#### Selected passage

Imagine! An edible prairie where grains, legumes, oil seed plants and other forbs coexist for years without replanting. The harvest is timed in such a way that most of the seeds can be plucked together, then mechanically sorted. Just as a food forest is a fusion of garden, orchard and woodland, so the food prairie is a fusion of garden, field, and grassland. This is the sort of plant community that can feed humans sustainably in places where nature herself prefers open grasslands of one kind or another.
Take a good look. These “amber waves of grain” were grown by Mother Nature in South Dakota.
Springtime at the Coyne Prairie in Missouri… ah.
And Indian paintbrushes feeding a hummingbird along the grasses of a Wisconsin prairie. I just could not resist.
Shocking, isn’t it, to contemplate a vast expanse of ripening grasses that thrive, year in and year out, century in and century out, without outside inputs, without fertilizers, and pesticides, without weeding, and without human “management.” And build soil in the process!
While food forests were utilized by subsistence farmers in Amazonia, Oceania and southeastern North America, there is no record of ancient food prairies that I am aware of. Perhaps those neolithic farmer/breeders took the easy way out. Breeding grassy/herby perennials and combining them into complex communities, then harvesting them successfully presents so many obstacles even today that Wes Jackson’s crew has had to endure disbelief for years. And indeed, the Land Institute does not have many of the answers even now. In order to learn grow an edible prairie, first you must have the plants to do it with.

########

Exercise tasks:
[1] From the food prairie passage, reproduce verbatim the part that opens with the words containing "Take a good" and closes with "could not resist.".
[2] According to the food prairie passage, the food prairie is a fusion of what three things?

#### Dataset

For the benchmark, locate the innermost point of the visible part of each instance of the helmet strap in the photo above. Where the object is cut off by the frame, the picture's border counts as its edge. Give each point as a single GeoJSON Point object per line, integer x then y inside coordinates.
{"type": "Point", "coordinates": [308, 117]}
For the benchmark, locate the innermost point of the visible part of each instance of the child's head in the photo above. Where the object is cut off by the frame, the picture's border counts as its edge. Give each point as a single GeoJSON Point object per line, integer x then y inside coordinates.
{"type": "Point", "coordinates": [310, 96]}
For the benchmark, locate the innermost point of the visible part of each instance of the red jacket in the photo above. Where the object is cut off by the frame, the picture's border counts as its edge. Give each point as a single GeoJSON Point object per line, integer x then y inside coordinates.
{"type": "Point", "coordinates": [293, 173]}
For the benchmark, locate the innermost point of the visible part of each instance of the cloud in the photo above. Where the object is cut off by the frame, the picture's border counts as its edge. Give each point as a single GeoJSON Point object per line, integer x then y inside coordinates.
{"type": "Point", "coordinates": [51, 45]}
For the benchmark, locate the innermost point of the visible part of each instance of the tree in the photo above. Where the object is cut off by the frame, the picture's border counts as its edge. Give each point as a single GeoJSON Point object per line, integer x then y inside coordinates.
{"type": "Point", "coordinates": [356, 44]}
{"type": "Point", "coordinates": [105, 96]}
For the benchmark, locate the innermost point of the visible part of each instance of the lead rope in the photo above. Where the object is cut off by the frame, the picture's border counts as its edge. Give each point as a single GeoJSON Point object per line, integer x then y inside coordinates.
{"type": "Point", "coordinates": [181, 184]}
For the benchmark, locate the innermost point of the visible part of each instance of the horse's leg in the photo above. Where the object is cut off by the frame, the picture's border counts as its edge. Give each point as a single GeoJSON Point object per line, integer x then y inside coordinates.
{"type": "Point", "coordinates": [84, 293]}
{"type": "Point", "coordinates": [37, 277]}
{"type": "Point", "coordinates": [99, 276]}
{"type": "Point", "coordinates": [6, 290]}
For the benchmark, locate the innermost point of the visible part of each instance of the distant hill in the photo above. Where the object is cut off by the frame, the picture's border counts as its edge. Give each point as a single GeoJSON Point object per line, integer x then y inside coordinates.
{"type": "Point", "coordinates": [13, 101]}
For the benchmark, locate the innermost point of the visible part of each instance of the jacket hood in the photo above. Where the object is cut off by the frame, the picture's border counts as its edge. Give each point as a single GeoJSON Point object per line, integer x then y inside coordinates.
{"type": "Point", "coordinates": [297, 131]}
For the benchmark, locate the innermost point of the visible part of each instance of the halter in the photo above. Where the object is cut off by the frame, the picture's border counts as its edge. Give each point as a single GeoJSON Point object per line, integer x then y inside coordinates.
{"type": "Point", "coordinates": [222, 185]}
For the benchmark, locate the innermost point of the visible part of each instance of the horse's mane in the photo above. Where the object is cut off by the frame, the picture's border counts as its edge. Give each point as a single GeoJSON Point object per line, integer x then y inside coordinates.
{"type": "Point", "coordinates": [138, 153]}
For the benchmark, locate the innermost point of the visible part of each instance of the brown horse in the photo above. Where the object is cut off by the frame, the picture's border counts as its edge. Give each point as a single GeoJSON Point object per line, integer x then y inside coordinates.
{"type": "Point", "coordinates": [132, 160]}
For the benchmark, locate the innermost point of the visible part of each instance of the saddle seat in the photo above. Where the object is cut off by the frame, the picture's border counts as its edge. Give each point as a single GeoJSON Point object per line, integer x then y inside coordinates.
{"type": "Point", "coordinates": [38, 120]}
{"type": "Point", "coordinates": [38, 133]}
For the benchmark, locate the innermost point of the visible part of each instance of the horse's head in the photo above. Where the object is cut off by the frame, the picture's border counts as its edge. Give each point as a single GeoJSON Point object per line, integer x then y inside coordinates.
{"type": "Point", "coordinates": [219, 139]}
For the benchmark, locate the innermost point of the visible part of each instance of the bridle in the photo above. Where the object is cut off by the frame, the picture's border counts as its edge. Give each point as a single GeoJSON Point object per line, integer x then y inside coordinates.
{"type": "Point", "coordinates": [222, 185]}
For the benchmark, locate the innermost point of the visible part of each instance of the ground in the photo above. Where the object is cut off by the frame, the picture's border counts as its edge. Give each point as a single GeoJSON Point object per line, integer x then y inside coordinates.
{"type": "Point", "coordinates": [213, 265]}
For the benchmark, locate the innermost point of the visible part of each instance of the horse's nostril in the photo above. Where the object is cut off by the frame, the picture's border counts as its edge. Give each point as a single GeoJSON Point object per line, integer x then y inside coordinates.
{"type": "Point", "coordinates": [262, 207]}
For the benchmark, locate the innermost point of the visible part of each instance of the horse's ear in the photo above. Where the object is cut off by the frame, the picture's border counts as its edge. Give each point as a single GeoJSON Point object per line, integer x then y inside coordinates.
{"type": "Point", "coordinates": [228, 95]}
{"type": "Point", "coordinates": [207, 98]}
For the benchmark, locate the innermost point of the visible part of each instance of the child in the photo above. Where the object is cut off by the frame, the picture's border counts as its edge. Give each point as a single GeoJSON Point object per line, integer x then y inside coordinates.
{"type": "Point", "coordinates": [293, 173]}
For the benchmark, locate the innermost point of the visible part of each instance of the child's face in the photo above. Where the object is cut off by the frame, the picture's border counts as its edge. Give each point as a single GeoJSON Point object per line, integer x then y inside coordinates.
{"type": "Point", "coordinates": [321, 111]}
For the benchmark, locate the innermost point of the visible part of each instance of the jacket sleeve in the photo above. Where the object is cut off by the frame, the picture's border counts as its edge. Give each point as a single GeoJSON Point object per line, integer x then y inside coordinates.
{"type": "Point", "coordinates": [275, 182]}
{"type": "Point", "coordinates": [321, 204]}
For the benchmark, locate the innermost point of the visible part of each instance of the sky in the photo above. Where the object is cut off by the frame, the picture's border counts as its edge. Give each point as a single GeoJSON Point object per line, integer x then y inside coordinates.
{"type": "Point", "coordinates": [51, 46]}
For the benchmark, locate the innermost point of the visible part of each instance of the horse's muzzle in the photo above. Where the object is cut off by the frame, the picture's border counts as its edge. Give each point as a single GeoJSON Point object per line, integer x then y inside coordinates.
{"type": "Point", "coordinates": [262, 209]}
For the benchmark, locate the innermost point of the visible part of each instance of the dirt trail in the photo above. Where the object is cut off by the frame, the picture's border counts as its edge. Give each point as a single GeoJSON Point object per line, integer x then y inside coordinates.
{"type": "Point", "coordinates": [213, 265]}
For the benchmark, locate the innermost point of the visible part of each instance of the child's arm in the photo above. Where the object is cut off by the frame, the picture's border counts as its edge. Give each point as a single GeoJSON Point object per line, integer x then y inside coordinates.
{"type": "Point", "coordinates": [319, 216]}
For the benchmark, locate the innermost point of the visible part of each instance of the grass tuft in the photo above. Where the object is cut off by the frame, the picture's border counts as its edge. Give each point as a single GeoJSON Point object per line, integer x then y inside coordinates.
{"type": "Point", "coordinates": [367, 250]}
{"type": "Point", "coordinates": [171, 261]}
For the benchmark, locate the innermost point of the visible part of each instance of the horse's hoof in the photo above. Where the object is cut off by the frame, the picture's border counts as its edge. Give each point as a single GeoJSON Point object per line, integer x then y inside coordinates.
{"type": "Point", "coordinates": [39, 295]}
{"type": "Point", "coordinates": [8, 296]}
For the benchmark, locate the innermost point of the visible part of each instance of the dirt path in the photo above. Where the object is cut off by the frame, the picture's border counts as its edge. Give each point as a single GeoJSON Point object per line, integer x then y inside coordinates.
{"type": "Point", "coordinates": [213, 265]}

########

Solutions to the problems:
[1]
Take a good look. These “amber waves of grain” were grown by Mother Nature in South Dakota.
Springtime at the Coyne Prairie in Missouri… ah.
And Indian paintbrushes feeding a hummingbird along the grasses of a Wisconsin prairie. I just could not resist.

[2] Garden, field, and grassland.